◆ YOUR INSTRUCTIONS:
Please rewrite the listing from the line with "Target: green railway carriage" through the end of the listing, swapping "roof" for "rooftop" and leaving everything else unchanged.

____ EXERCISE INPUT

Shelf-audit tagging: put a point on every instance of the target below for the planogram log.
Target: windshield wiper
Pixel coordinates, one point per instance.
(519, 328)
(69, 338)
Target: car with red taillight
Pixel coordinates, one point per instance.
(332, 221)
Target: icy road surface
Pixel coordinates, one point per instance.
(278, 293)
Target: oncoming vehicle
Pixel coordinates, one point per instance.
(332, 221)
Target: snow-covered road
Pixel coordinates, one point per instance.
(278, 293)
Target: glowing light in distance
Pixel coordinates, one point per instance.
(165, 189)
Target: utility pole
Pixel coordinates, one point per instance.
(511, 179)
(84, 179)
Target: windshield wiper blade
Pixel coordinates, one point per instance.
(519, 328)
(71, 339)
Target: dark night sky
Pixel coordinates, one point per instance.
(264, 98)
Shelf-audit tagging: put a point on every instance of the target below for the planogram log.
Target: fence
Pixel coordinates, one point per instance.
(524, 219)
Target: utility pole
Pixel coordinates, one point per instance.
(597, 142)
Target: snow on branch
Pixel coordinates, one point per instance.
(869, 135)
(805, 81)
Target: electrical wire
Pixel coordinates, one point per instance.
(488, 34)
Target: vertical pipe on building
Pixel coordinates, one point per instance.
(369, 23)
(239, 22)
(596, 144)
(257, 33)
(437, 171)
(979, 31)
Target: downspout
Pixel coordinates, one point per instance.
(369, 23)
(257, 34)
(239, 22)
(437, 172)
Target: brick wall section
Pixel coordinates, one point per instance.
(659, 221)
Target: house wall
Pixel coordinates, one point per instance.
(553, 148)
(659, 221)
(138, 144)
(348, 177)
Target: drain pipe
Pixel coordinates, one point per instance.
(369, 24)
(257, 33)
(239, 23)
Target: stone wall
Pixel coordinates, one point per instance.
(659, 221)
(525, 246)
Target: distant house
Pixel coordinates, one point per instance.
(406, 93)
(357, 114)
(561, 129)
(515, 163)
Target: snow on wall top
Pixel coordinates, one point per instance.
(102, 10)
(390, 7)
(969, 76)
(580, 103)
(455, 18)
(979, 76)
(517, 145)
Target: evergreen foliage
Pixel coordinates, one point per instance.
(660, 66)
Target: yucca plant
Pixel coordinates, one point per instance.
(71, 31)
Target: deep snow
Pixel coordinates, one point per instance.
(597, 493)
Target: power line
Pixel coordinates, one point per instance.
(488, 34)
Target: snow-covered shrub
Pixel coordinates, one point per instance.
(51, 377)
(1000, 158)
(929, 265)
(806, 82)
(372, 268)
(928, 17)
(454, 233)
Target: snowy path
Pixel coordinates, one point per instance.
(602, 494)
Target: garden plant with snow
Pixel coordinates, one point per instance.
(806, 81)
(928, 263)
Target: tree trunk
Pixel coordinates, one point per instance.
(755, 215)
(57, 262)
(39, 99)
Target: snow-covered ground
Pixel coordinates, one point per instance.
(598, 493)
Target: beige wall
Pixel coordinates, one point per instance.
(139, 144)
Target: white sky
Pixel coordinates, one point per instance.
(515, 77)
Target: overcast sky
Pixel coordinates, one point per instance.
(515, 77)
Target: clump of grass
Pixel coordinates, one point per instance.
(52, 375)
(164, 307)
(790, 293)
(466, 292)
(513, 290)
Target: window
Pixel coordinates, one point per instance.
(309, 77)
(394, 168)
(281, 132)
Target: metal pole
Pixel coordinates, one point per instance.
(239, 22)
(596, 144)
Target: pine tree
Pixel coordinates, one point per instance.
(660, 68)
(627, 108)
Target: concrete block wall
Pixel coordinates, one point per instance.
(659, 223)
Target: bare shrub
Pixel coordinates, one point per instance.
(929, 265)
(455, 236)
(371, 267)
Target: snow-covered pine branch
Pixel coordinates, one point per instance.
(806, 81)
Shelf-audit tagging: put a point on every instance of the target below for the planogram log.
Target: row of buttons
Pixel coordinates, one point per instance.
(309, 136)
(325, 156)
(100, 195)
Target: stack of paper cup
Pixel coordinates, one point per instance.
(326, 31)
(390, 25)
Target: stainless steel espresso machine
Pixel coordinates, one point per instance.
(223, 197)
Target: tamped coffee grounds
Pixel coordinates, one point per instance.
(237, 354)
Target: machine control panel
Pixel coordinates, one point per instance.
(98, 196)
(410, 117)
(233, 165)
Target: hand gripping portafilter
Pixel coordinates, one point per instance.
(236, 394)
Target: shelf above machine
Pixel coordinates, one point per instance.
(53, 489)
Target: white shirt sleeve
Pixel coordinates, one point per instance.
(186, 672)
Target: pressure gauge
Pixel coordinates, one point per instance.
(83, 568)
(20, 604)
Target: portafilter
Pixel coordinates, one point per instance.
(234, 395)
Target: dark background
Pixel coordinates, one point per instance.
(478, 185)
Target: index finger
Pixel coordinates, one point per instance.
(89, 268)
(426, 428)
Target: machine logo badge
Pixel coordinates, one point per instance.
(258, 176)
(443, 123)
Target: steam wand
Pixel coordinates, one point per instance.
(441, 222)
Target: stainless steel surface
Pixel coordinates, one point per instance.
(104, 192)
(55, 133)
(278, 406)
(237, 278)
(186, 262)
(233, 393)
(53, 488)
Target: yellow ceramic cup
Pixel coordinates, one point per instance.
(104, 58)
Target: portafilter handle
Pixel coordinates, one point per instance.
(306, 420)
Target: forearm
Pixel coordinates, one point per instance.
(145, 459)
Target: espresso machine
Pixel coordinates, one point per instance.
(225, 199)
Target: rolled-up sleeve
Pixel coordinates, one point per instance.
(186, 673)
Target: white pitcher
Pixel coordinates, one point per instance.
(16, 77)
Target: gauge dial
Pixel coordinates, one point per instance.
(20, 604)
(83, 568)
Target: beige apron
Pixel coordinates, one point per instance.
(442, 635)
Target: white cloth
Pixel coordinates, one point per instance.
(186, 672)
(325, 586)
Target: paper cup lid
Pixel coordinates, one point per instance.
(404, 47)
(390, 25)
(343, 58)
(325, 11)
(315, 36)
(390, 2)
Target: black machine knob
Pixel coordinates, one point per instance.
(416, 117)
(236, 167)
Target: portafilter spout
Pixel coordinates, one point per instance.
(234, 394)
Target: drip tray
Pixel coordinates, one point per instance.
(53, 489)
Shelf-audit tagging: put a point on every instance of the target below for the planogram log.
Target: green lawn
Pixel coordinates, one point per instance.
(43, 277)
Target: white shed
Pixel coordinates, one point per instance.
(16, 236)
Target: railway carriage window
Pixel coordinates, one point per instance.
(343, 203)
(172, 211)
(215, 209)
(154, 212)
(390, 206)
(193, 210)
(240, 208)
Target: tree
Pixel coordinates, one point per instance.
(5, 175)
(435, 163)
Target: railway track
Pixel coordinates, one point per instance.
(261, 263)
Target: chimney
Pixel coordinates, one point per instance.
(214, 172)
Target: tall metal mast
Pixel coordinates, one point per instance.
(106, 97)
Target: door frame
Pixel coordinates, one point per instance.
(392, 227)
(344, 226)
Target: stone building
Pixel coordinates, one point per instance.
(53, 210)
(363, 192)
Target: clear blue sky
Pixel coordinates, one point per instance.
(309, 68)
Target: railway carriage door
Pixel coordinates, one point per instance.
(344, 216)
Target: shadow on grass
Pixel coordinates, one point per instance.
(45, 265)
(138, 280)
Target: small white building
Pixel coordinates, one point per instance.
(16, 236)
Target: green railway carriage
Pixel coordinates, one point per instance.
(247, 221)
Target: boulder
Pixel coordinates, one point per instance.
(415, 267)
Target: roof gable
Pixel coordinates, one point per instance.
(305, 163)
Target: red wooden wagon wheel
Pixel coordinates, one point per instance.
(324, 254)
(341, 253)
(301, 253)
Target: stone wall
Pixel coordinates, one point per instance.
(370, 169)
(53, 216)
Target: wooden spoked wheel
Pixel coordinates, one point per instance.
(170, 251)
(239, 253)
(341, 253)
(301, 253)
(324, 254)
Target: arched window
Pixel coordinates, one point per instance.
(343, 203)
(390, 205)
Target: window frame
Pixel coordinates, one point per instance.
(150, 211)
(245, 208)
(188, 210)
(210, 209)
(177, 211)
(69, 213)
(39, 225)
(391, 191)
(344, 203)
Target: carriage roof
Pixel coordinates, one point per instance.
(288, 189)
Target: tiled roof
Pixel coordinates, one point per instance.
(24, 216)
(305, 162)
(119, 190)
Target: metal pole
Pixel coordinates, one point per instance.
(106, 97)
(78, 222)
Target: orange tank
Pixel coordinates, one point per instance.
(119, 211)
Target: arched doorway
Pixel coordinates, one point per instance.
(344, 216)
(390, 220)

________

◆ ANSWER TO THIS TASK:
Target: green railway carriage
Pixel coordinates, one point per instance.
(247, 221)
Target: boulder
Pixel coordinates, one point per instance.
(415, 267)
Target: rooftop gable
Pixel coordinates, one point per instance.
(305, 163)
Target: red wooden wagon wheel
Pixel coordinates, one point per instance.
(324, 254)
(341, 253)
(301, 253)
Target: stone wall
Pixel coordinates, one point per instance.
(370, 169)
(53, 216)
Target: wooden spoked wheel
Pixel coordinates, one point per instance.
(170, 251)
(239, 253)
(341, 253)
(301, 253)
(324, 254)
Target: arched window
Pixel coordinates, one point per instance.
(343, 203)
(390, 205)
Target: window frame
Pixel coordinates, one point per instance.
(150, 211)
(245, 208)
(188, 210)
(210, 209)
(177, 211)
(69, 213)
(39, 225)
(391, 191)
(344, 203)
Target: carriage rooftop
Pixel coordinates, one point per instance.
(288, 189)
Target: tiled rooftop
Pixel coordinates, one point per instance.
(24, 216)
(305, 162)
(119, 190)
Target: metal pole
Pixel coordinates, one point per instance.
(106, 97)
(78, 222)
Target: orange tank
Pixel coordinates, one point per instance.
(119, 211)
Target: arched doorway
Pixel coordinates, one point per instance.
(344, 216)
(390, 220)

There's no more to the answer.